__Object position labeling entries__
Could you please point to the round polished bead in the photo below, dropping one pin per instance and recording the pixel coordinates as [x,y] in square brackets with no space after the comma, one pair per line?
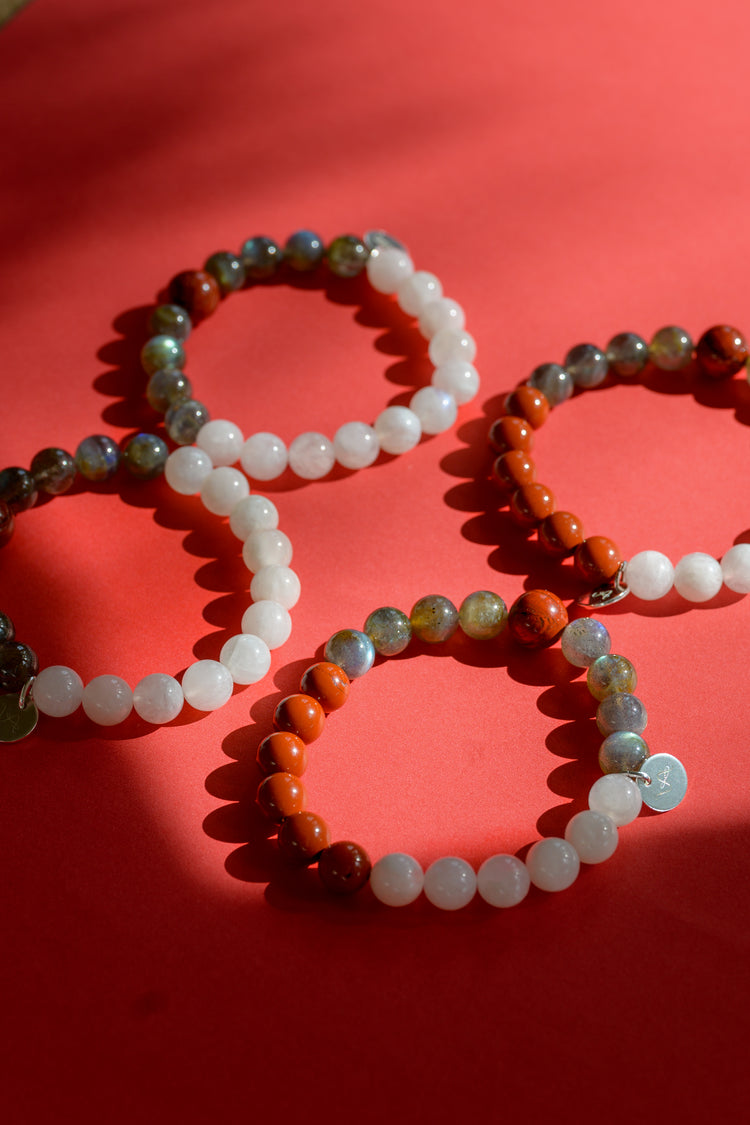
[301,716]
[389,630]
[396,879]
[398,429]
[617,797]
[623,752]
[344,867]
[670,349]
[53,470]
[536,618]
[450,883]
[157,698]
[207,685]
[263,457]
[107,700]
[553,864]
[352,650]
[301,838]
[594,836]
[721,351]
[503,881]
[584,641]
[57,691]
[434,619]
[649,575]
[587,365]
[482,614]
[327,683]
[282,752]
[608,674]
[186,469]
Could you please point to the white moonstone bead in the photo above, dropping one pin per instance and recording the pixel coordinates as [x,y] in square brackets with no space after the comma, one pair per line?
[418,290]
[593,834]
[263,457]
[186,469]
[157,698]
[223,488]
[267,548]
[253,513]
[277,584]
[269,621]
[503,881]
[617,797]
[222,440]
[698,577]
[355,444]
[450,883]
[443,313]
[398,429]
[388,268]
[312,456]
[735,568]
[207,685]
[396,879]
[107,700]
[247,658]
[435,408]
[649,575]
[552,864]
[57,691]
[459,377]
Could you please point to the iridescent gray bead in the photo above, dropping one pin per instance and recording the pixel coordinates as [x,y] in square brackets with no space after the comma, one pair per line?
[621,711]
[145,456]
[623,752]
[627,353]
[587,365]
[556,384]
[227,269]
[97,457]
[482,614]
[584,641]
[162,351]
[671,349]
[184,420]
[389,630]
[171,321]
[168,387]
[346,255]
[352,650]
[304,250]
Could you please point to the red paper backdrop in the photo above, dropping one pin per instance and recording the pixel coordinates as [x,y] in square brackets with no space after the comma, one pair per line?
[569,171]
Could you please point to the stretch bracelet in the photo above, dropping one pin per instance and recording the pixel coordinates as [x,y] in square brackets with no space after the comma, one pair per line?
[720,353]
[631,775]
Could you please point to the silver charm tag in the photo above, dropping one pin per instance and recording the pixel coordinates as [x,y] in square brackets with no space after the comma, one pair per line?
[666,784]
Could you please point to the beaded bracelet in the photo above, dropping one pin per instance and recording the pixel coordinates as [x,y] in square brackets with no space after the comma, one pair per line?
[720,353]
[632,775]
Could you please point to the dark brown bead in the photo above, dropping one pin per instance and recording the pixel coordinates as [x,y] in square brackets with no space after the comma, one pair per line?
[344,867]
[721,351]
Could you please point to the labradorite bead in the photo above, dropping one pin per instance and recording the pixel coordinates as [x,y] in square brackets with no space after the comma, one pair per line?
[97,458]
[389,630]
[145,456]
[53,470]
[304,250]
[434,619]
[227,269]
[184,419]
[346,255]
[171,321]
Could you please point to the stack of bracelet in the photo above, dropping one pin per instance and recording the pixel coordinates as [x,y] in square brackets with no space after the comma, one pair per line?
[631,774]
[721,352]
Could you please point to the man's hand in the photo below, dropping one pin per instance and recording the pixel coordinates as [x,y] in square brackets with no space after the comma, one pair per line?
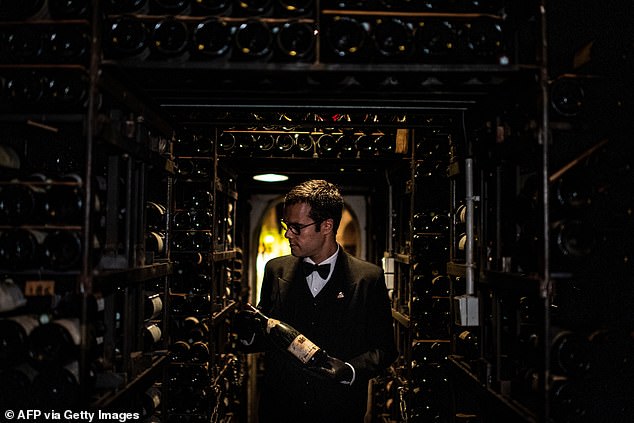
[335,369]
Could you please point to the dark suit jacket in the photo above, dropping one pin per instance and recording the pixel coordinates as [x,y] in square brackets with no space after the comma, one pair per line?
[350,318]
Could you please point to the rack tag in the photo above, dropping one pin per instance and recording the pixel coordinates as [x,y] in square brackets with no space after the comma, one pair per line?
[39,288]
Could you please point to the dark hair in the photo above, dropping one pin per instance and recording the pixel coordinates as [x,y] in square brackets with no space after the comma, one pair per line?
[324,199]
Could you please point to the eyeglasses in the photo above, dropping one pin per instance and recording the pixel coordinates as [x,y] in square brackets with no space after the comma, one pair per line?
[296,228]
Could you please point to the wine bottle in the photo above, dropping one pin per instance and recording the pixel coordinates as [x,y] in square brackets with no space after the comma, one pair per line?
[170,38]
[211,39]
[127,6]
[201,200]
[570,353]
[253,40]
[394,38]
[304,144]
[255,7]
[284,144]
[152,335]
[69,9]
[19,248]
[436,41]
[170,7]
[155,216]
[153,306]
[327,146]
[226,142]
[467,345]
[55,343]
[295,41]
[127,37]
[200,352]
[180,351]
[211,7]
[14,333]
[22,202]
[65,201]
[483,42]
[288,338]
[264,144]
[62,250]
[25,45]
[150,401]
[346,38]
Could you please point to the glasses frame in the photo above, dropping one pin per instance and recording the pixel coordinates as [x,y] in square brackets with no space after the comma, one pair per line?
[296,228]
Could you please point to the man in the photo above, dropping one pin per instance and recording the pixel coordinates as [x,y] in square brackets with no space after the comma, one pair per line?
[343,308]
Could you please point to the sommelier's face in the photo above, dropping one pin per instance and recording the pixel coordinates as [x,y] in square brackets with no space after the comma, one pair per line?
[309,242]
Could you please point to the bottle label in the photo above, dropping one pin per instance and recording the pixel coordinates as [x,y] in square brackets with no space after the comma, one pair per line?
[72,326]
[303,348]
[270,324]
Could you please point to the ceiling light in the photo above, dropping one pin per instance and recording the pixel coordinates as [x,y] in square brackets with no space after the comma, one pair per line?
[270,177]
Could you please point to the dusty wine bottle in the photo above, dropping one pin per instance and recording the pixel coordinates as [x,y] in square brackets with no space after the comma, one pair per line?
[286,337]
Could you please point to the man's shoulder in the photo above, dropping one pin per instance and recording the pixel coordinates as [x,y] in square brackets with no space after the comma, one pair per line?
[358,265]
[281,262]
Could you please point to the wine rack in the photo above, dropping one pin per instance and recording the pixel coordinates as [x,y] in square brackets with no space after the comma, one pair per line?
[88,321]
[205,376]
[533,354]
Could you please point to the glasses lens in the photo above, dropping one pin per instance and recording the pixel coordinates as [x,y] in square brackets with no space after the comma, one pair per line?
[294,229]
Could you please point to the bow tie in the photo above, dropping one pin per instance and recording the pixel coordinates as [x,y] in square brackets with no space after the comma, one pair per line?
[322,269]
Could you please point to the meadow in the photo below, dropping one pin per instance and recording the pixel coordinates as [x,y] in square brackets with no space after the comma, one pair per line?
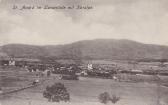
[85,91]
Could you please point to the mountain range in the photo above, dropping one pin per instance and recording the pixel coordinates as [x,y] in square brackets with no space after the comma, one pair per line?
[89,49]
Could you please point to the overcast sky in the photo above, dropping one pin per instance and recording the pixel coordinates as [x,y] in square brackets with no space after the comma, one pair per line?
[140,20]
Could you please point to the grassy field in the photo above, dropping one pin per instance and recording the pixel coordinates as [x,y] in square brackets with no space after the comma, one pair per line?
[82,92]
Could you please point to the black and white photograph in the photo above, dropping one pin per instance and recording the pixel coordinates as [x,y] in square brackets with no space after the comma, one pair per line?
[83,52]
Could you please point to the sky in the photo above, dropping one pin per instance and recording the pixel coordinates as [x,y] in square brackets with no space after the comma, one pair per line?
[144,21]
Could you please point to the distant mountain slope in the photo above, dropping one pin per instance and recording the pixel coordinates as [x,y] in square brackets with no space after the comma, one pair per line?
[95,49]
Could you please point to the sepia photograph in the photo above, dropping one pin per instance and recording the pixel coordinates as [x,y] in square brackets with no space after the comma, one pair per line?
[83,52]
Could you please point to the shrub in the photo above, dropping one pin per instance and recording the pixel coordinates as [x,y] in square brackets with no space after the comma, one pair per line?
[56,93]
[104,97]
[114,99]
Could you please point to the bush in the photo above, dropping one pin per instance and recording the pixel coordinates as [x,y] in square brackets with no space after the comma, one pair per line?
[114,99]
[105,98]
[56,93]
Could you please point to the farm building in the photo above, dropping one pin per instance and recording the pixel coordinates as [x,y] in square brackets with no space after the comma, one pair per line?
[20,62]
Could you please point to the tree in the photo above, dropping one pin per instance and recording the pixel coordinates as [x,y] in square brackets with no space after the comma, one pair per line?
[56,93]
[104,98]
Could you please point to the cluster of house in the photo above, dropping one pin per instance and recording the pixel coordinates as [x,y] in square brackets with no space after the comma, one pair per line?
[35,65]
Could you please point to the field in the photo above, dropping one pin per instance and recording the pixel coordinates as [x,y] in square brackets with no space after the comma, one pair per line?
[82,92]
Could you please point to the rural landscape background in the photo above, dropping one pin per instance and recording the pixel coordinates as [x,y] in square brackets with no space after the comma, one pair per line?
[52,53]
[140,69]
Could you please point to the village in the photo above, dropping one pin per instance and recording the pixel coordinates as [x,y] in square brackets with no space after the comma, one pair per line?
[18,75]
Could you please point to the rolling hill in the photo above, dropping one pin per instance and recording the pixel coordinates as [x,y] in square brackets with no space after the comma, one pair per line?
[90,49]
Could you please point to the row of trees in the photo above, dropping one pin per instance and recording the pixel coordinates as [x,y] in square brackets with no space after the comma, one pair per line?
[58,92]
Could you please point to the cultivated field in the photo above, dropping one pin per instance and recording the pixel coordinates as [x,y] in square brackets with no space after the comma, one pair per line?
[82,92]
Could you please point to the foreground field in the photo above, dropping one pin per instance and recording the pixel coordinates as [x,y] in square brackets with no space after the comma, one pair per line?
[83,92]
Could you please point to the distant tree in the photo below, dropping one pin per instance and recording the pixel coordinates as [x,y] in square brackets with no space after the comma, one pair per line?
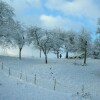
[34,36]
[56,43]
[6,22]
[41,39]
[96,48]
[69,41]
[18,36]
[84,43]
[98,29]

__The exercise__
Emit the lines from the line containing "Could you please point to the tree" to the final line of the material, inclusive, exactly as written; pictures are excluded.

__Exercise answer__
Could you please point to the tree in the photo above, dropping one pin per instance and recording the pixel coordinates as [x,y] in square brackets with no space after the comma, one pair per line?
[56,93]
[104,98]
Could you please point to the cluster of house in the photo above, dropping one pin per instance and recording the pixel coordinates as [x,y] in square brackets with no space after the comma, one pair per line?
[35,65]
Could you please point to the field in the photo above, dropping one pin per instance and recording the pixel coordinates as [x,y] in square brackets with no space after the comma, one pair per line?
[82,92]
Could you please point to the rural landscape background in the photo above, dropping one pin per instance and recording the pixel coordinates as [x,y] in square brackets with no space after the comma, one pair per line?
[52,53]
[140,69]
Could you please point to the village in the photo above, dropping one pin per instance and recording the pixel coordinates as [x,y] in square brackets with no space after the comma, one pair per line?
[18,75]
Could you please point to the rolling hill in the photo above, dropping one pin per instance and recording the pixel coordinates as [x,y] in square brackets with no space after the comma, one pair per line?
[90,49]
Could you please point to the row of trees in the photo above, dropping one pin per instance and recording the pixel coordinates as [x,y] in square brackets with no space after the comma, one pair per line?
[58,92]
Could you please point to the cultivated field in the photo above, dropping one pin per instance and recording the pixel coordinates as [x,y] in square brackets with no space after the comma, one pair per line?
[82,92]
Could you please point to the foreground field in the photo above, dropping one pin per instance and recording the pixel coordinates as [x,y] in square brackets with no space after the comma, one pair per line?
[83,92]
Could you please point to the distant tree in the photo below, dropping one pin per instance and recording the pixel coordinates as [x,y] in square brackets with no space after the comma, one pair per line?
[34,36]
[56,43]
[6,22]
[41,39]
[96,48]
[69,41]
[18,36]
[84,43]
[98,29]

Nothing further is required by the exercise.